## TEXT UNDER STUDY
Republicans, who control Congress and the White House, could not afford to lose more than three from their ranks on the committee for it to pass.

"I don't think we are anywhere near passage," Brat said after the vote, noting that Republican conservatives as well as moderates had problems with the bill.

The 2010 Affordable Care Act, the signature legislative achievement of former President Barack Obama, enabled about 20 million previously uninsured Americans to obtain medical coverage. About half of those were through the law's expansion of eligibility and increased funding for the Medicaid government health insurance program for the poor.

The close vote illustrated the problems Republican leaders may encounter in corralling enough votes in their party to win passage on the House floor amid unified Democratic opposition. The measure now goes to the Rules Committee before reaching the House floor.

The Congressional Budget Office, a nonpartisan congressional agency, forecast on Monday that the legislation would increase the number of Americans without health insurance by 24 million by 2026, while cutting $337 billion from federal budget deficits over the same period. The bill faces opposition from leading healthcare providers, including doctors and hospitals.

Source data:

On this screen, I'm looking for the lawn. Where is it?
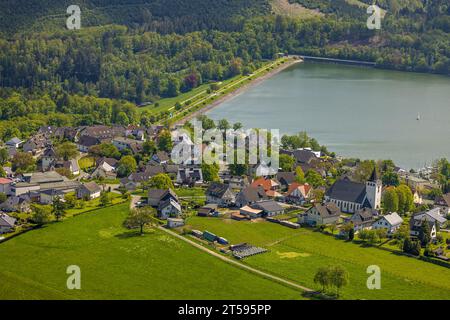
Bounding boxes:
[78,156,95,170]
[188,217,450,299]
[0,204,301,299]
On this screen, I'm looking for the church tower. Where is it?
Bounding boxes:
[366,168,383,210]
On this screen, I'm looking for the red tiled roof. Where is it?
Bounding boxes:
[0,178,12,184]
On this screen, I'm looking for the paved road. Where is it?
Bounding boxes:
[159,227,315,292]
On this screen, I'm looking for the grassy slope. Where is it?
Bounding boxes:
[0,204,300,299]
[189,217,450,299]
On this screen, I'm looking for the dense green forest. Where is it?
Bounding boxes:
[0,0,450,139]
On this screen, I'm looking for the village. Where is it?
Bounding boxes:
[0,118,450,270]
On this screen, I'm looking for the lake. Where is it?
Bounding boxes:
[207,62,450,169]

## EXERCISE DIRECTIONS
Carry on the news report about the House Republican health care bill, starting right after its last sentence.

## RESPONSE TO THIS TASK
"We are on track and on schedule," House Speaker Paul Ryan, who unveiled the legislation last week and is its chief champion in the House, said after the committee's vote. He added that while the main parts of the bill "are going to stay exactly as they are," Republicans were making unspecified "improvements and refinements."

Ryan told a news conference that Trump was "deeply involved" and "helping bridge gaps" among Republican lawmakers to get a consensus plan.



'CONSTITUENCY OF ONE'

Conservatives were unmoved. "There's no natural constituency for this bill," said Republican Representative Raul Labrador, another Freedom Caucus member.

"The Left is really mad about it. The Right is really mad about it. The middle is really mad about it. And so far it just seems to be a constituency of one, which is Washington insiders, people that are just trying to get something passed so they can get to the next issue."

Trump administration officials and House Republican leaders have said they hope to get the bill to the House floor by the end of the month so it can go to the Senate before lawmakers' mid-April recess.

Conservatives want a quicker end to the Obamacare Medicaid expansion, which the bill has set for 2020, and want to add work requirements for some Medicaid recipients. They also call the age-based tax credits to help people buy insurance on the open market an unwise new entitlement.

The White House said it was discussing changes with House Republican leaders. Trump told a Fox News interviewer on Wednesday that much of the bill would still be negotiated, especially as it moves from the House to the Senate.

Conservative advocacy groups praised the Republicans who voted "no." Club for Growth President David McIntosh said it makes no sense for Ryan and Budget Committee chair Diane Black to force Republicans "to walk the plank and vote for a bad bill that they've already admitted needs to be changed."

Black asked fellow Republicans who had doubts not to "cut off the discussion" by voting no.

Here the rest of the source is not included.